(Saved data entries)

=-=-=-=-=

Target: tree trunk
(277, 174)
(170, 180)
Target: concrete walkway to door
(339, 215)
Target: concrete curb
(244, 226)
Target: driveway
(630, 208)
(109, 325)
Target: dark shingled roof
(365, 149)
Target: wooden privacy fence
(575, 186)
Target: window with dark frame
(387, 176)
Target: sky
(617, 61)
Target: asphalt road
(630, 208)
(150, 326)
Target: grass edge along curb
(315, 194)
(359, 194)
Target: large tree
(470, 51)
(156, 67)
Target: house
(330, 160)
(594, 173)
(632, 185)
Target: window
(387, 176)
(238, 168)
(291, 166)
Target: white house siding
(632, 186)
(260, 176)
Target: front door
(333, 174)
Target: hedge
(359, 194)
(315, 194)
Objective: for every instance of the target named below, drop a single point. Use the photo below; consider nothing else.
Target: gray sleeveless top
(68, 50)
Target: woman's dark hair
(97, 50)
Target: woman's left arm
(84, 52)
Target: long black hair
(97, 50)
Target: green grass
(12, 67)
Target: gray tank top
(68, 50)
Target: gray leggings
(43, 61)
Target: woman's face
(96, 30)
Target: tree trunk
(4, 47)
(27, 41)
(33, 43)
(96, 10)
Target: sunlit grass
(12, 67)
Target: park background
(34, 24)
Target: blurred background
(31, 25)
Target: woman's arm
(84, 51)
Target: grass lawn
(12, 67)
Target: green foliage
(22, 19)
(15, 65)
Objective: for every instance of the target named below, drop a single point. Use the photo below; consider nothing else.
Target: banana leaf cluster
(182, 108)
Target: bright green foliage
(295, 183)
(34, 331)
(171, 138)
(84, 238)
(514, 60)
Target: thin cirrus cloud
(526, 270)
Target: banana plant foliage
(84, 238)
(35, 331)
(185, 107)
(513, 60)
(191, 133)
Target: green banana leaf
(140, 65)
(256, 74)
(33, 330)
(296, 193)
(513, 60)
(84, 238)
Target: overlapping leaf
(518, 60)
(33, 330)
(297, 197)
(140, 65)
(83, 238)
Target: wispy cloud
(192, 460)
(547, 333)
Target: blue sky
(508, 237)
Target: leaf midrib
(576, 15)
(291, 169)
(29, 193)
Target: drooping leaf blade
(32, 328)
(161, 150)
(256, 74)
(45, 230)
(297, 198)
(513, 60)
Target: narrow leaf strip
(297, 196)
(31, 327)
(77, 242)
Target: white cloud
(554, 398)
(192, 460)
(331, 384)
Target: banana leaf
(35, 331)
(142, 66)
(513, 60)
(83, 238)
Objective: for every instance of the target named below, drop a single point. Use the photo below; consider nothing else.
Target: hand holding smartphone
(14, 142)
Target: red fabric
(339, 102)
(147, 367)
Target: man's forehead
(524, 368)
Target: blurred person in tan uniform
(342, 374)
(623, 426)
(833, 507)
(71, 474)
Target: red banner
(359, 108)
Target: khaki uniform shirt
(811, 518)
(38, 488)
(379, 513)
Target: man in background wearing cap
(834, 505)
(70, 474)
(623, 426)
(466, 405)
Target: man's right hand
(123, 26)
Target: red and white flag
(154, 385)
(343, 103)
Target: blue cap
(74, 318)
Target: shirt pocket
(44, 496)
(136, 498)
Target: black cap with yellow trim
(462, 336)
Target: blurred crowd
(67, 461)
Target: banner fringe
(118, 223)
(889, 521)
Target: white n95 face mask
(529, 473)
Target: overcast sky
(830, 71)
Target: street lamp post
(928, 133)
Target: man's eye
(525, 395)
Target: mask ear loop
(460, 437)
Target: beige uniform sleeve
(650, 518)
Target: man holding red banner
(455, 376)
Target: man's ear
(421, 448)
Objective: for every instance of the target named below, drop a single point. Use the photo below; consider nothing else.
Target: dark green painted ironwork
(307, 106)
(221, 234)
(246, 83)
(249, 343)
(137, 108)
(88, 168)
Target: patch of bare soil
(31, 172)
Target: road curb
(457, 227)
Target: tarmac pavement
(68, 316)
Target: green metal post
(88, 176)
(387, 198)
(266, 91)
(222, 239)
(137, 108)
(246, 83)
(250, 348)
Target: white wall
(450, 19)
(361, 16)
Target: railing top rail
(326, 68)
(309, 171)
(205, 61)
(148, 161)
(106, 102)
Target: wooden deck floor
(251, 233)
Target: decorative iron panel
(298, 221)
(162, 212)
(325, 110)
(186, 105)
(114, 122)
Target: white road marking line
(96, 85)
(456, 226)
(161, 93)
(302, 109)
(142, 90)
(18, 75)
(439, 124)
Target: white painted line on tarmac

=-=-=-=-=

**Task item**
Take the entries and copy them out exactly.

**Solution to this task**
Target: tree trunk
(277, 174)
(170, 180)
Target: concrete walkway to door
(339, 215)
Target: concrete curb
(244, 226)
Target: driveway
(630, 208)
(109, 325)
Target: dark shingled roof
(365, 149)
Target: wooden privacy fence
(575, 186)
Target: window with dark frame
(387, 176)
Target: sky
(617, 61)
Target: asphalt road
(630, 208)
(150, 326)
Target: grass edge along curb
(315, 194)
(359, 194)
Target: large tree
(470, 51)
(156, 67)
Target: house
(330, 160)
(594, 173)
(632, 185)
Target: window
(387, 176)
(238, 168)
(291, 166)
Target: white house siding
(632, 186)
(260, 176)
Target: front door
(333, 174)
Target: hedge
(359, 194)
(315, 194)
Objective: for every instance of the target named below, drop a single point. Use the photo below; consider nothing else.
Target: gray sleeveless top
(68, 50)
Target: woman's dark hair
(97, 50)
Target: woman's left arm
(84, 52)
Target: long black hair
(97, 50)
Target: green grass
(12, 67)
Target: gray tank top
(68, 50)
Target: gray leggings
(43, 61)
Target: woman's face
(96, 30)
Target: tree trunk
(4, 47)
(27, 41)
(33, 43)
(96, 10)
Target: sunlit grass
(12, 67)
Target: park background
(34, 24)
Target: blurred background
(31, 25)
Target: woman's arm
(84, 51)
Target: grass lawn
(12, 67)
Target: green foliage
(22, 19)
(15, 65)
Objective: for every instance of the target named below, drop a single point. Use the photo below; consider nothing else.
Target: banana leaf cluster
(182, 108)
Target: bright green foliage
(295, 183)
(34, 331)
(171, 138)
(84, 238)
(514, 60)
Target: thin cirrus cloud
(526, 270)
Target: banana plant foliage
(84, 238)
(35, 331)
(185, 107)
(513, 60)
(191, 133)
Target: green banana leaf
(140, 65)
(256, 74)
(33, 330)
(296, 193)
(513, 60)
(84, 238)
Target: overlapping leaf
(518, 60)
(33, 330)
(297, 197)
(140, 65)
(83, 238)
Target: wispy cloud
(192, 460)
(547, 333)
Target: blue sky
(508, 237)
Target: leaf midrib
(576, 15)
(291, 169)
(29, 193)
Target: drooping leaf blade
(32, 328)
(161, 150)
(256, 74)
(45, 230)
(297, 198)
(513, 60)
Target: narrow leaf strip
(297, 196)
(31, 327)
(77, 242)
Target: white cloud
(554, 398)
(192, 460)
(331, 384)
Target: banana leaf
(35, 331)
(142, 66)
(513, 60)
(83, 238)
Objective: for every instance of the target named below, drop a single point. Use the photo below; consider nothing else.
Target: hand holding smartphone
(14, 142)
Target: red fabric
(339, 102)
(147, 367)
Target: man's forehead
(524, 368)
Target: blurred person in tan uniform
(342, 374)
(623, 426)
(833, 507)
(71, 474)
Target: red banner
(359, 108)
Target: khaki uniform shirt
(811, 518)
(38, 488)
(379, 513)
Target: man in background wearing cap
(834, 505)
(70, 474)
(623, 426)
(466, 405)
Target: man's right hand
(123, 26)
Target: red and white flag
(154, 385)
(343, 103)
Target: blue cap
(74, 318)
Target: shirt pocket
(44, 496)
(136, 498)
Target: black cap with yellow trim
(462, 336)
Target: blurred crowd
(67, 461)
Target: banner fringe
(118, 223)
(889, 521)
Target: white n95 face mask
(529, 473)
Target: overcast sky
(830, 71)
Target: street lamp post
(928, 133)
Target: man's eye
(525, 395)
Target: mask ear loop
(460, 437)
Target: beige uniform sleeve
(650, 518)
Target: man holding red banner
(455, 376)
Target: man's ear
(421, 448)
Objective: for every instance of the target named below, drop a single point. Use the photo below; consider nothing else.
Target: dark green painted ironwork
(307, 106)
(221, 234)
(246, 83)
(249, 343)
(137, 108)
(88, 168)
Target: patch of bare soil
(31, 172)
Target: road curb
(457, 227)
Target: tarmac pavement
(68, 316)
Target: green metal post
(88, 176)
(387, 198)
(266, 91)
(222, 239)
(137, 108)
(246, 83)
(250, 348)
Target: white wall
(450, 19)
(361, 16)
Target: railing top rail
(326, 68)
(309, 171)
(205, 61)
(148, 161)
(106, 102)
Target: wooden deck floor
(251, 233)
Target: decorative iron panel
(298, 221)
(162, 212)
(325, 110)
(186, 105)
(114, 122)
Target: white road marking line
(96, 85)
(456, 226)
(161, 93)
(302, 109)
(142, 90)
(18, 75)
(439, 124)
Target: white painted line on tarmac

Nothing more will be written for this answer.